Return all of the entries exactly as written.

## [Records to use]
• • • • •
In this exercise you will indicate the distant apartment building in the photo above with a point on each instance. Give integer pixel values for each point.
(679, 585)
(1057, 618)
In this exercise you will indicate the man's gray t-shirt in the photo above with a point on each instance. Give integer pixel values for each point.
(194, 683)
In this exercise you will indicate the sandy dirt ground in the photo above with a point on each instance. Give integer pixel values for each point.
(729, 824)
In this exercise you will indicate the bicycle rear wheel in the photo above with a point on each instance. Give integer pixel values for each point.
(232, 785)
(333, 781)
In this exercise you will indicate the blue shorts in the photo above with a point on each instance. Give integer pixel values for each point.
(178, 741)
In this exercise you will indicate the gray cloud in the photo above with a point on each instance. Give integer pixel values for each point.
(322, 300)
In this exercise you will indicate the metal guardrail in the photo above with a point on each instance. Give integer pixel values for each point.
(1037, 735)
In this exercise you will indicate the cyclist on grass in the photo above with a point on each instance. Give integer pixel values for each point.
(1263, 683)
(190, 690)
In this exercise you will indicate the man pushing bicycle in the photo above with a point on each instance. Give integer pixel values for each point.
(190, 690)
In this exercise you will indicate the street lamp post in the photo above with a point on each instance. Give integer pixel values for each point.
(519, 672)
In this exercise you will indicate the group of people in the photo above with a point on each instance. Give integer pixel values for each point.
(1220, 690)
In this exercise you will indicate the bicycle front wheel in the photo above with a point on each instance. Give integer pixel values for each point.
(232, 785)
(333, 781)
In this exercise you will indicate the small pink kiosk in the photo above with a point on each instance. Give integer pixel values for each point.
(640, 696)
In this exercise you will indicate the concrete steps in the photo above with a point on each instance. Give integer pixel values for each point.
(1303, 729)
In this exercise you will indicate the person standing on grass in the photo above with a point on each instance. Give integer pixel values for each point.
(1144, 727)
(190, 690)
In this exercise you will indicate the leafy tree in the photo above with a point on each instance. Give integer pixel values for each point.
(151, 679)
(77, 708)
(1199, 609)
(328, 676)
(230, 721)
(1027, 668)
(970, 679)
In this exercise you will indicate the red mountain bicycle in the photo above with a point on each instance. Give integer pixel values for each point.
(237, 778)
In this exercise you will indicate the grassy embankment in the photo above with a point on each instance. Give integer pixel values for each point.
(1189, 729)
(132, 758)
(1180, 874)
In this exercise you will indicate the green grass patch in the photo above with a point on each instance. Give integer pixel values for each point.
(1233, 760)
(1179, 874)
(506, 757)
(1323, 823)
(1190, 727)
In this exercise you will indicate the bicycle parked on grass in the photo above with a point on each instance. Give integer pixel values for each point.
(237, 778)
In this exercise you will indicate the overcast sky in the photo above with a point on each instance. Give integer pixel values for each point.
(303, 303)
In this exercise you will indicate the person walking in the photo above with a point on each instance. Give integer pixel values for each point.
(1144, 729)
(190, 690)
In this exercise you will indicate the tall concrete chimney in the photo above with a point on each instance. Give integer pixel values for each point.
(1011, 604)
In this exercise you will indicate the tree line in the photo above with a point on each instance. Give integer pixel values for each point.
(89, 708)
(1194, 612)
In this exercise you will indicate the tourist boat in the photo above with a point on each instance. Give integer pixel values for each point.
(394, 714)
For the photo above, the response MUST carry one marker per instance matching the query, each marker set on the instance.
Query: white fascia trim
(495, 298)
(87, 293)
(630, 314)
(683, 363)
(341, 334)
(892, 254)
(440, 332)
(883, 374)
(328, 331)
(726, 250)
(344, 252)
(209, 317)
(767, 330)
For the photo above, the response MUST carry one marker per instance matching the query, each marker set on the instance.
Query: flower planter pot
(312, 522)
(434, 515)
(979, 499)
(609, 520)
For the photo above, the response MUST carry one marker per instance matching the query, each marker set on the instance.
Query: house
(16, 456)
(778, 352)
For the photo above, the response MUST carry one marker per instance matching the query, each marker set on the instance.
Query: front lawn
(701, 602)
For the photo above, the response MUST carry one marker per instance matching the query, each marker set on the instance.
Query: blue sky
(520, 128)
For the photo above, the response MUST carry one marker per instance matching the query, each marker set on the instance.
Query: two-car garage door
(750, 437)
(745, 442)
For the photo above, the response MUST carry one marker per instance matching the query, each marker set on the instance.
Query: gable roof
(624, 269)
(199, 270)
• • • • •
## [Full solution]
In this exercise you will indicate the distant apartment building in the photo above with a point on each instance. Give integer pixel values for each point.
(679, 585)
(1057, 618)
In this exercise you will indicate the man's gray t-shirt in the photo above with a point on each instance. Give integer pixel values for each point.
(194, 683)
In this exercise you will indicate the sandy dirt ground in the photo above with a point on each instance. Give integer pixel values for each point.
(729, 824)
In this exercise you will indicate the bicycle rear wheel in the photo above with a point on each instance. Give integer pixel values for each point.
(232, 785)
(333, 781)
In this exercise you will indicate the blue shorts in the photo above with a point on each instance. Give integer pixel values for each point.
(178, 741)
In this exercise you will indicate the gray cloud in the photo above with a point on each instance. Give integer pixel values for each point.
(322, 300)
In this exercise you will indicate the metal guardrail in the photo above with a point on each instance. Give integer pixel values for each point.
(1037, 735)
In this exercise you will indicate the cyclist on grass in the photo above with a point on each instance. Give integer pixel values for each point.
(1263, 683)
(190, 690)
In this exercise you will indicate the man pushing bicycle in the photo above with a point on each instance. Give integer pixel values for each point.
(190, 690)
In this exercise you will indicate the street lamp post in the photo above with a point on each instance. Give integer pixel values for each point.
(519, 672)
In this exercise you will indicate the group of people in the photo above with a point on each instance. Give integer pixel values for each point.
(1220, 690)
In this exercise you will indicate the bicycle front wheel in the photo above with a point on each instance. Give integer pixel values for each point.
(232, 785)
(333, 781)
In this exercise you will indicate the small pink kiosk in the photo above with a point on each instance. Give integer pixel values for each point.
(640, 696)
In this exercise you will indicate the concrete steps in the photo above with a point on each instance. Give integer pixel values for each point.
(1303, 729)
In this exercise you will indicate the person standing on grass in the photo above with a point on each instance. Give integer pixel values for each point.
(1144, 727)
(190, 690)
In this exercise you will indicate the leafy tree in the photo above with a point on each instance. Give integer pixel values for each point.
(151, 679)
(77, 708)
(1199, 609)
(328, 676)
(230, 721)
(1027, 668)
(970, 679)
In this exercise you will indicate the red mountain bicycle in the photo above with a point on each instance. Give integer pixel values for each point.
(237, 778)
In this exercise you will indicate the grassy embankment in the photo above with a point on each instance. Give integer pixel values for each point.
(1189, 729)
(132, 758)
(1180, 874)
In this exercise you will indicate the green grass patch in the photo above with a point on each instance. Give integer pixel values for each point.
(1233, 760)
(1179, 874)
(506, 757)
(1323, 823)
(1190, 727)
In this exercise you will indicate the bicycle parked on grass in the photo above with a point on each instance. Give integer pixel values for each point.
(237, 778)
In this exercise you will indicate the overcast sky in the photo above with a point on each instance. Give integer pixel values for each point.
(303, 303)
In this exercise you will indicate the person walking in the photo above with a point on each instance. Give integer pixel values for each point.
(1144, 729)
(190, 690)
In this exercise you will indicate the tall concrete chimney in the photo above with a point on each instance. Give integer pixel values for each point.
(1011, 604)
In this exercise you will indicate the tree line in the photo above with a point on each instance. Give integer pixel values for each point.
(89, 708)
(1194, 612)
In this exercise you will indicate the tourist boat in the photo above with a point on each instance. Give integer pixel values for each point.
(394, 714)
For the photo above, the response MUST carry one marker per instance matching the query, each marker set on the instance.
Query: white fascia trim
(495, 298)
(87, 293)
(630, 314)
(683, 363)
(341, 334)
(892, 254)
(440, 332)
(883, 374)
(328, 331)
(726, 250)
(344, 252)
(209, 317)
(767, 330)
For the photo above, the response MUST carry one marker per instance matching the query, each marker set on the instance.
Query: flower planter pot
(312, 522)
(434, 515)
(979, 499)
(609, 520)
For the photo above, the response MUST carry one marker per instance matching the query, each marker set on the instance.
Query: house
(16, 456)
(778, 352)
For the photo above, the response MUST carry one marker per instance matching the query, each marker set on the instance.
Query: front lawn
(701, 602)
For the photo above, the response MUST carry one marker per instance matching the query, each marker set on the instance.
Query: blue sky
(520, 128)
For the photo above, the response MUST carry one marker per instance matching the query, each marker set on the instance.
Query: two-car garage door
(750, 437)
(745, 442)
For the photo above, the response MUST carry one marker per instance matching the query, each marker set on the instance.
Query: gable roof
(624, 269)
(199, 270)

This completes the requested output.